Приведенный фрагмент>
Литмир - Электронная Библиотека
Содержание  
A
A

«Высокий», исходя из противоположности умных, мудрых, знающих — глупцам, ставит нравственную проблему, но в своеобразном, присущем языческому сознанию обличье. Умен тот, кто знает правила поведения и ведет себя в обществе в соответствии с ними; глуп, безумен тот, кто игнорирует социальные нормы. Осведомленному, мудрому сопутствует в жизни удача. Человек оценивает свои поступки, исходя из общепринятых и общеобязательных принципов, которые даны ему как безусловные. Здесь вряд ли подходит понятие «совесть», предполагающее нравственный самоконтроль личности, которая самостоятельно формулирует для себя моральные предписания и дает их оценку. В этом обществе нравственные проблемы личностного характера еще не могли приобрести существенного значения. Отсюда — известная этическая нейтральность «Речей Высокого», в особенности бросающаяся в глаза при сравнении с христианскими наставлениями Средневековья. В поучениях Высокого, по сути дела, речь идет не о субъективном осознании индивидом своего поведения как отвечающего или не отвечающего высшим нравственным ценностям, которые предполагались бы известными индивиду и принимались бы им в качестве собственных императивов. Речь идет о практической целесообразности следования общеобязательным нормам коллектива.

Личность в саге

«Речи Высокого» содержат наставления: как должен вести себя индивид в разнообразных и подчас нелегких жизненных обстоятельствах. Эта нормативность показательна, и знать ее историку важно, но остается неудовлетворенным его желание выяснить, каково в действительности было поведение человека. Поэтому обратимся к повествовательной прозе скандинавов — к их сагам.

Набор данных>
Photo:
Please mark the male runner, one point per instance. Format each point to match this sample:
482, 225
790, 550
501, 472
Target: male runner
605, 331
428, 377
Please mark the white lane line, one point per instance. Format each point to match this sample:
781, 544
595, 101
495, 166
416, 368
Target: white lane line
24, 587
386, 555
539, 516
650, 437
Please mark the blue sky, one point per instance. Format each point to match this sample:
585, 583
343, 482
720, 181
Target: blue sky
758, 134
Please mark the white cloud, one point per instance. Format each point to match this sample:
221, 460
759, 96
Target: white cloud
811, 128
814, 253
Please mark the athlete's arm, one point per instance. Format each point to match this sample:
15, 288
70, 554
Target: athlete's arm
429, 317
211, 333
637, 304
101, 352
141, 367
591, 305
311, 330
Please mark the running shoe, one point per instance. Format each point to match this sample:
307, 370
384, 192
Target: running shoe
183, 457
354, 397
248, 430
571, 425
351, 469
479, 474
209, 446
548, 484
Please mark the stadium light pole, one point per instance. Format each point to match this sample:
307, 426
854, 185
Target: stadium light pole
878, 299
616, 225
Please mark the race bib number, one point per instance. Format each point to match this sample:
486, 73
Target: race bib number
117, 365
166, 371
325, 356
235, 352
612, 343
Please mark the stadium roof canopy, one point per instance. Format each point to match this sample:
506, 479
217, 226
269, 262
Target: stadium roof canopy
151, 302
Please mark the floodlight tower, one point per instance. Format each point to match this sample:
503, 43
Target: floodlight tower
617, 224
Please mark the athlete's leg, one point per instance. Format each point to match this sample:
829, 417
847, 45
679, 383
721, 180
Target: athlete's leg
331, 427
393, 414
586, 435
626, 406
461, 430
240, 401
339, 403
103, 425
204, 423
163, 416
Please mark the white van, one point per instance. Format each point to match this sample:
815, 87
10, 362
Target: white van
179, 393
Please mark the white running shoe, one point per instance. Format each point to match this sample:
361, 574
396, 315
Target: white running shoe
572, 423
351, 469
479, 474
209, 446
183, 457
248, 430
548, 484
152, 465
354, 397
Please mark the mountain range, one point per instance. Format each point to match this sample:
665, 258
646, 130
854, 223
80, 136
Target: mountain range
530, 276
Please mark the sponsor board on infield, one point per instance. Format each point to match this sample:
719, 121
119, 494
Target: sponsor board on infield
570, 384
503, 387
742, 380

* * *

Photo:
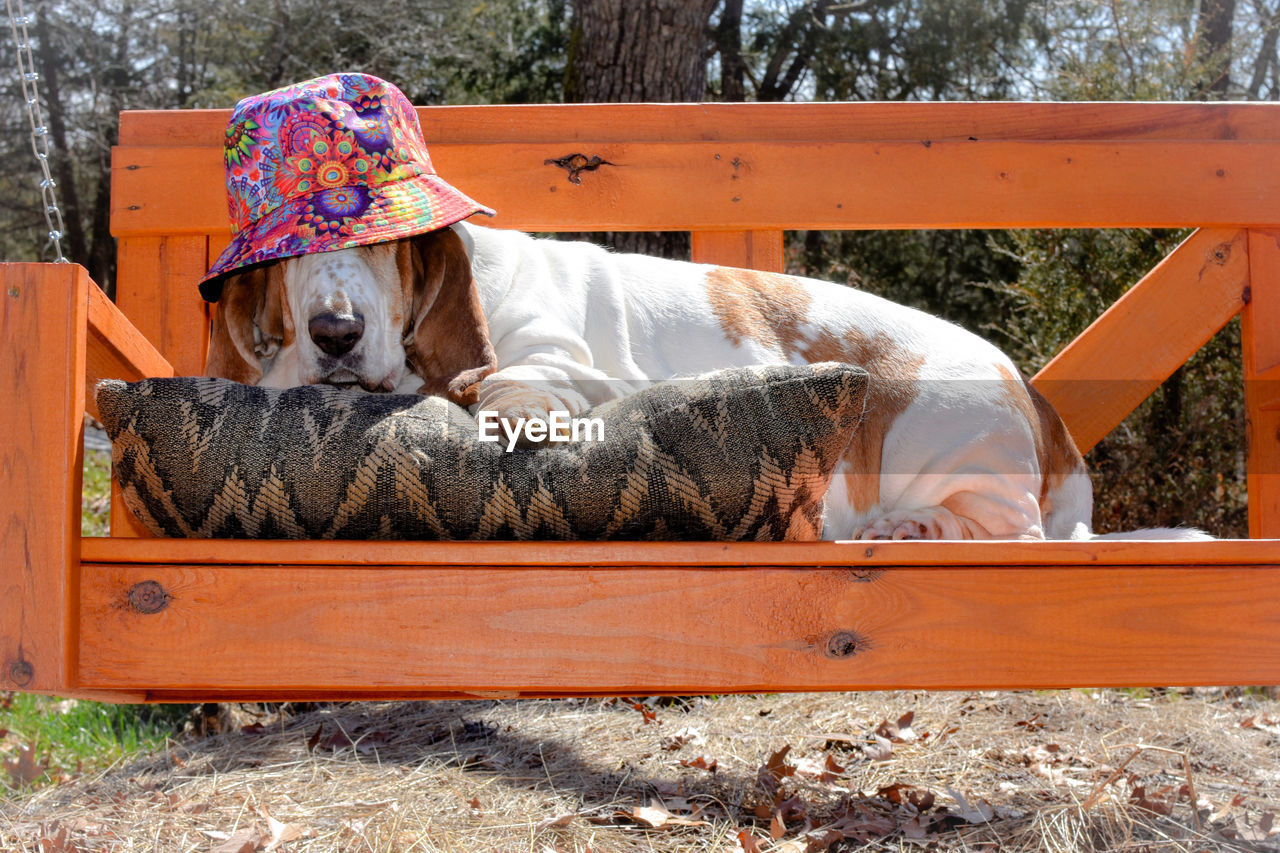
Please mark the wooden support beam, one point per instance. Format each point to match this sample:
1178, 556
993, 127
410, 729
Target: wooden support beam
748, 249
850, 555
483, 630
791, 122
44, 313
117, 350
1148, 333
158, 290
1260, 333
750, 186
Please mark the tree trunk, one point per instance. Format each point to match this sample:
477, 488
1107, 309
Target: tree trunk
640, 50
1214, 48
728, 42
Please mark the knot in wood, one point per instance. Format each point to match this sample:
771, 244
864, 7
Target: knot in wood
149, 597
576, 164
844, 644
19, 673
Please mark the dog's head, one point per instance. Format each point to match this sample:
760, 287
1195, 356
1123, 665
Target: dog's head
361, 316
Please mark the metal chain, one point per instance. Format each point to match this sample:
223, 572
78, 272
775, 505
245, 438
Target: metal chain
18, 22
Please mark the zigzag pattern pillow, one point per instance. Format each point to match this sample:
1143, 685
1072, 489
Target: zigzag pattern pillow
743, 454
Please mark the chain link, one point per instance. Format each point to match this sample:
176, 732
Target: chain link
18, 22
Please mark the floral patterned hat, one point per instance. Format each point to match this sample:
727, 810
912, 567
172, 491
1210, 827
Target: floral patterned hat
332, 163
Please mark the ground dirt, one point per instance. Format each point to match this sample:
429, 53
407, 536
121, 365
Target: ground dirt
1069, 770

Короткое упражнение> Воспроизведите весь текст о «Речах Высокого» без единого изменения, сохранив каждое слово и знак препинания. Список выше здесь никак не используется.

Полный ответ>
Литмир - Электронная Библиотека
Содержание  
A
A

«Высокий», исходя из противоположности умных, мудрых, знающих — глупцам, ставит нравственную проблему, но в своеобразном, присущем языческому сознанию обличье. Умен тот, кто знает правила поведения и ведет себя в обществе в соответствии с ними; глуп, безумен тот, кто игнорирует социальные нормы. Осведомленному, мудрому сопутствует в жизни удача. Человек оценивает свои поступки, исходя из общепринятых и общеобязательных принципов, которые даны ему как безусловные. Здесь вряд ли подходит понятие «совесть», предполагающее нравственный самоконтроль личности, которая самостоятельно формулирует для себя моральные предписания и дает их оценку. В этом обществе нравственные проблемы личностного характера еще не могли приобрести существенного значения. Отсюда — известная этическая нейтральность «Речей Высокого», в особенности бросающаяся в глаза при сравнении с христианскими наставлениями Средневековья. В поучениях Высокого, по сути дела, речь идет не о субъективном осознании индивидом своего поведения как отвечающего или не отвечающего высшим нравственным ценностям, которые предполагались бы известными индивиду и принимались бы им в качестве собственных императивов. Речь идет о практической целесообразности следования общеобязательным нормам коллектива.

Личность в саге

«Речи Высокого» содержат наставления: как должен вести себя индивид в разнообразных и подчас нелегких жизненных обстоятельствах. Эта нормативность показательна, и знать ее историку важно, но остается неудовлетворенным его желание выяснить, каково в действительности было поведение человека. Поэтому обратимся к повествовательной прозе скандинавов — к их сагам.